Task set:
(A) Answer these questions from the passage on the pandemic and enterprise IT:
(i) Until a few months back, what did people use the word "disruption" to talk about?
(ii) Which function is named as the second one being redefined, the one less discussed in the public domain?
(iii) In many cases, what kind of supply chains performed better than more automated ones?
(B) Resume the passage on the pandemic and enterprise IT, picking up after its final sentence.

Provided passage:
# # # #
Till a few months back, ‘disruption’ was essentially a biztech jargon that everyone used liberally, to talk about even some small changes in a business process.
And then…we got to taste what real disruption is like. First, it was a battle. Now, it is a full-fledged war. Not just against COVID-19. But against our assumptions, our understandings, our beliefs, our inertia.
One of the definite proofs that the pandemic has impacted enterprise IT drastically is that it is redefining the functions that were the first ones to be transformed by technology.
One, of course, which all of us would relate to is: individual productivity and collaboration. Even those businesses that were quite used to some people working remotely are discovering newer challenges. For example, the support team too works from home. A person works from another geography where he/she is stuck. Hardware is not available in time.
The second, less discussed in public domain, is, supply chain. The pandemic has tested global supply chains thoroughly. While we have passed with an average score—that itself is not a mean achievement—some of the widely-held beliefs have been thrown out of the window. In many cases, local supply chains, with significant manual processes have performed better than more automated supply chains. The efficiency that technology was delivering at a certain scale was lacking when the scale got drastically reduced during the lockdowns.
# # # #
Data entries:
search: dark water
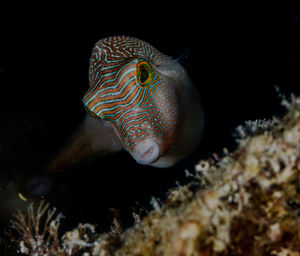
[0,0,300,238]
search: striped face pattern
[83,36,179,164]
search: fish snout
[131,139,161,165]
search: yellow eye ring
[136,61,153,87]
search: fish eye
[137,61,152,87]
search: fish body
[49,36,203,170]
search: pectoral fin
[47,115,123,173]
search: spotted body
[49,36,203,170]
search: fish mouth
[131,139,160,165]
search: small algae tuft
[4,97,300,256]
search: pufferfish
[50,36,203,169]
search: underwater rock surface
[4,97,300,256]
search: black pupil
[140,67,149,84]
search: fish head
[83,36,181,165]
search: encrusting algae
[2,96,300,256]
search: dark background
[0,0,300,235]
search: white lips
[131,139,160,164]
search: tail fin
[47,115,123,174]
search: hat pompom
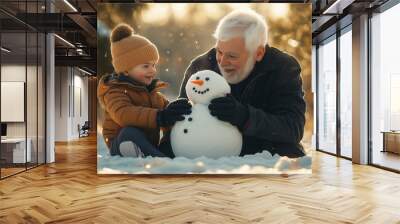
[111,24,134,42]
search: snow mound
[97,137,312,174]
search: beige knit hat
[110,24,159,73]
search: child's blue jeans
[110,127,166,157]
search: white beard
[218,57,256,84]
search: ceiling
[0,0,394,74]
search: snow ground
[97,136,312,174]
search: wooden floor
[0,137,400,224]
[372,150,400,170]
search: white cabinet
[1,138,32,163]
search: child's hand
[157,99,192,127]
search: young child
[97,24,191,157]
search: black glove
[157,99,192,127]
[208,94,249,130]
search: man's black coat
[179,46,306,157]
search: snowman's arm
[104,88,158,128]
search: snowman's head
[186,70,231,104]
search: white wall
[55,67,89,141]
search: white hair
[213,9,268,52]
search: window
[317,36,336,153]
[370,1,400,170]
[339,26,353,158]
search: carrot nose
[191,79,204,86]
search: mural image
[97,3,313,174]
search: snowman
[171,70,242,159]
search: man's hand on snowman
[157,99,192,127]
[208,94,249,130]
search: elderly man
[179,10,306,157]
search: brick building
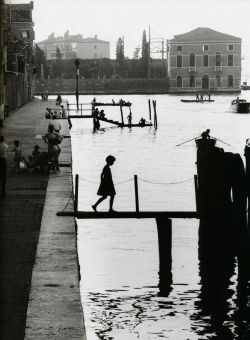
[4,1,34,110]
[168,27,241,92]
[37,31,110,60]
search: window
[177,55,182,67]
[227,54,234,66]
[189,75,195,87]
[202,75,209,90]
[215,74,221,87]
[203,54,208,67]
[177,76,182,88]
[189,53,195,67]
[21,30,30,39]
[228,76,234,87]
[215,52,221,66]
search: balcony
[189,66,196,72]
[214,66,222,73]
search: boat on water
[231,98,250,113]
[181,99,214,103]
# # # #
List of answers:
(A)
(i) Even some small changes in a business process.
(ii) Supply chain.
(iii) Local supply chains with significant manual processes.

(B)
Call it rationalization or realization, but this has had positive side too.
Many of the small digital gaps that existed are being closed on a war-footing. While the more volatile marketing, customer service and risk management had seen better applications of emerging technologies like Artificial Intelligence, the ‘stable’ supply chain had little tryst with these technologies. Now, organizations are experimenting with some of these technologies.
Now, supply chain is a becoming a competitive differentiator again. That is what our cover story focuses on, this time. We refrain from making forecasts but show some of the changes that ‘could’ happen.
Platform Guru Sangeet Paul Choudary has done an analysis of Amazon’s supply chain and how it is well-suited to tackle the new challenges. It is a very good case study of application of newer technologies.
We still don’t know for how much more time the current situation will continue. Maybe, we will use this as an opportunity as well.